● Available records

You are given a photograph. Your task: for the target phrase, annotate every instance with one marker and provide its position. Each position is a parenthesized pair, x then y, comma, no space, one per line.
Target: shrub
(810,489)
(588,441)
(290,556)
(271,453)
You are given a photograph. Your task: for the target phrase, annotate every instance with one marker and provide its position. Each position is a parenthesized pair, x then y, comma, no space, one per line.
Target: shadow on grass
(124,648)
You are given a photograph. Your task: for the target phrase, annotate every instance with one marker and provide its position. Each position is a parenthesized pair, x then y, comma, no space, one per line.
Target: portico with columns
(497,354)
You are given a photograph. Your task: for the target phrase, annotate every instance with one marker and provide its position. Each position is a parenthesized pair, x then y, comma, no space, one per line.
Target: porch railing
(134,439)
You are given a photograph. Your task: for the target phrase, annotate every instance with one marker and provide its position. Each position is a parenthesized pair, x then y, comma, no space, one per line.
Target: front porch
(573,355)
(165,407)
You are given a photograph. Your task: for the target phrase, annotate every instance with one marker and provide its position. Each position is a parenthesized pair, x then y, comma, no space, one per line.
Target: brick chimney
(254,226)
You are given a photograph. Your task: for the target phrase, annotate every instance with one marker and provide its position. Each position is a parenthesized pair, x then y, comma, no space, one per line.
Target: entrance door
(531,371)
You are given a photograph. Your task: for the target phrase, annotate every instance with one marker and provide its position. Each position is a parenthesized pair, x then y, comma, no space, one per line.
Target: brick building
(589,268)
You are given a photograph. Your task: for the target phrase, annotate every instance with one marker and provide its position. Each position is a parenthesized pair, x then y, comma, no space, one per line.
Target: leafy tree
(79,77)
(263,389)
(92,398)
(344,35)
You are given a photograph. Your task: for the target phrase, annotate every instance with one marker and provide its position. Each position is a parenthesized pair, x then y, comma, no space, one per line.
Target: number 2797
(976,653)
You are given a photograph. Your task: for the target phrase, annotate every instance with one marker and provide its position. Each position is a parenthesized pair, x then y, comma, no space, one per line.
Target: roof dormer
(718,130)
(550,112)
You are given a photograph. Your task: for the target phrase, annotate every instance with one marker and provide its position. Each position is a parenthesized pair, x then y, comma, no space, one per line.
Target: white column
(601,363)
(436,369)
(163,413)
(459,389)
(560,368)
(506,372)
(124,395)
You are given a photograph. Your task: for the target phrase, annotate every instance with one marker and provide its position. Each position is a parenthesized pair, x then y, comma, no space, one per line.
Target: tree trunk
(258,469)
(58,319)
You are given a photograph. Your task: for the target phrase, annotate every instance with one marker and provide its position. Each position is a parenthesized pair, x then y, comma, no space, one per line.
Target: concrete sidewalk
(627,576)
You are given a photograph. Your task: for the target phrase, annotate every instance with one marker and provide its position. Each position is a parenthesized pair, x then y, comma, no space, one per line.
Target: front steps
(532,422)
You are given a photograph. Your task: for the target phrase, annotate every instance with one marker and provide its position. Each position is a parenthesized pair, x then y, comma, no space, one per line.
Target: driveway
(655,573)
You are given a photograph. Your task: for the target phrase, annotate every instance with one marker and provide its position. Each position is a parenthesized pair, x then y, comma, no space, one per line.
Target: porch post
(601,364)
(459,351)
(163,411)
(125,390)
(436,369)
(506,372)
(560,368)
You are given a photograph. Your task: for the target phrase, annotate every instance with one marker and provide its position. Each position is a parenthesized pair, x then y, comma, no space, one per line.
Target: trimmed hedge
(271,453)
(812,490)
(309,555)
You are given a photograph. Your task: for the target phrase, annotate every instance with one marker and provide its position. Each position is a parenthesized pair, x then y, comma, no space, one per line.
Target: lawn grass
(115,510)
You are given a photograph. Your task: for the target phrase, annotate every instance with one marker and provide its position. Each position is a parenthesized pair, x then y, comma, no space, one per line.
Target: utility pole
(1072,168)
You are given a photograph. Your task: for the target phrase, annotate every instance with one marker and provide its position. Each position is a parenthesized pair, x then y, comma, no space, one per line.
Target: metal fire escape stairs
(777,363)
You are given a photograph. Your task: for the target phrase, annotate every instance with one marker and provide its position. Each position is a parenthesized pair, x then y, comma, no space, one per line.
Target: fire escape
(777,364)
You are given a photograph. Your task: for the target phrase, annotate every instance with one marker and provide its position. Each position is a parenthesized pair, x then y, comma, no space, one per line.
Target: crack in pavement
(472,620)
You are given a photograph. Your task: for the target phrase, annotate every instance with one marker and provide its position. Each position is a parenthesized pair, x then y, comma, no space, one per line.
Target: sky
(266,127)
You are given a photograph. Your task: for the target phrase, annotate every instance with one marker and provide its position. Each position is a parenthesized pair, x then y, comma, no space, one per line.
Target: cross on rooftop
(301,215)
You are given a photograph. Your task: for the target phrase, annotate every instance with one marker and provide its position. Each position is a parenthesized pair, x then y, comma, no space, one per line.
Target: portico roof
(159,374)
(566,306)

● Task details
Pull out each line of the records that contains the word "front", matching uppercase and lowercase letters precisely.

● Full output
Target: front porch
Target: front steps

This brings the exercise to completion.